● Given text:
----

The leading industries are forestry and tourism, with lead mining and slate quarrying being of former importance, but the Glensanda superquarry, in Morvern on the opposite bank of Loch Linnhe also provides local employment. Ballachulish, Duror, Portnacroish, Appin Village and Port Appin are the principal villages.

The A828 road runs along the coast of Appin. A passenger-only ferry to the island of Lismore runs from Port Appin. The district formerly had a railway, but the Caledonian Railway company's branch line from Connel to Ballachulish was closed in 1966.

Appin was the country of a distinct local branch of Clan Stewart. It is where the Appin Murder took place in 1752.

----

● Excerpted data:
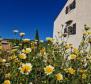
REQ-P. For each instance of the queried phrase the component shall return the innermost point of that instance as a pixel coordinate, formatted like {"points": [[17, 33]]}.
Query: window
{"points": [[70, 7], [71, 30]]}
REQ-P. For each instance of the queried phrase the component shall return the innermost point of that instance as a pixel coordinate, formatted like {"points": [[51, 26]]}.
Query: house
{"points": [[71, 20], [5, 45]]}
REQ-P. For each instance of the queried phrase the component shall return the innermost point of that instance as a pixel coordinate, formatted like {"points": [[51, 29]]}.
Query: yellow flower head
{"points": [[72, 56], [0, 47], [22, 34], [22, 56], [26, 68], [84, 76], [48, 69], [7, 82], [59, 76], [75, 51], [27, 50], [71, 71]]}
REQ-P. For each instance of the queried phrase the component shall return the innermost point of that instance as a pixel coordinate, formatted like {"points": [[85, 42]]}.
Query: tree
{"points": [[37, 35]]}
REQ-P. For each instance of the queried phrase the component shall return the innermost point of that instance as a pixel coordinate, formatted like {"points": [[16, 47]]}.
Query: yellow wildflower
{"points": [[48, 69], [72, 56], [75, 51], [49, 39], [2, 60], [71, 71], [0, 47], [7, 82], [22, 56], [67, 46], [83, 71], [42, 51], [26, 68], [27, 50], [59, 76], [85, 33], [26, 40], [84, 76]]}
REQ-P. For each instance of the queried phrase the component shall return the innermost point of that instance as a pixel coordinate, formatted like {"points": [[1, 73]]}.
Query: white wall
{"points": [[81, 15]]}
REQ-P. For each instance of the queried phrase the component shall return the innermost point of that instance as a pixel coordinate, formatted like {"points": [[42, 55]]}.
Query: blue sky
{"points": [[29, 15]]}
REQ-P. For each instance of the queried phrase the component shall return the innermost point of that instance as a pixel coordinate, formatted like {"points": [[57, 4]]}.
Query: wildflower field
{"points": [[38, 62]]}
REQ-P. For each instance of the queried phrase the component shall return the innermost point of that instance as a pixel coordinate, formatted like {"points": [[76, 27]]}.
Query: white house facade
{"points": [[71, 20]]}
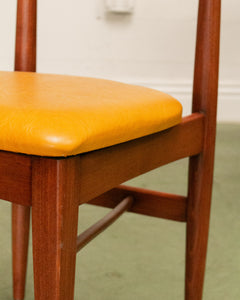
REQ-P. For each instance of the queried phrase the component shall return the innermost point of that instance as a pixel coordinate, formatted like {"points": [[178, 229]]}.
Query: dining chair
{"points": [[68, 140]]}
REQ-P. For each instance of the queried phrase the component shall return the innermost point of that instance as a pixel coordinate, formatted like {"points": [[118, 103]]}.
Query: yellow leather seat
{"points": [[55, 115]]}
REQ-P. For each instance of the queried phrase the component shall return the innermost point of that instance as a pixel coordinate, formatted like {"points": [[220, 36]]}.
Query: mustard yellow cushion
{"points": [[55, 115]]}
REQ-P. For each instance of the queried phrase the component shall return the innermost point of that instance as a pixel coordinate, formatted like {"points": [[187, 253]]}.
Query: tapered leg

----

● Activities:
A: In the text on Appin, which company's branch line from Connel to Ballachulish was closed in 1966?
B: Continue the text on Appin from its final sentence about the Appin Murder.

● Expected responses:
A: The Caledonian Railway company's.

B:
==Coastal rowing==
In 2015, a group of local people came together to form Appin Community Skiff, subsequently leasing the Port Appin boathouse where they built a St. Ayles skiff from a kit. The boat was launched in February 2022. The community now has a thriving coastal rowing club which has acquired a second boat.

==Notable residents==
- Elizabeth Macquarie (née Campbell), wife of the fifth governor of New South Wales, was born in the area. During his term the governor named the towns of Appin and Airds after his wife's birthplace and her family's estate respectively. The Female Orphan School in Parramatta is said to have been modelled on the estate's main house.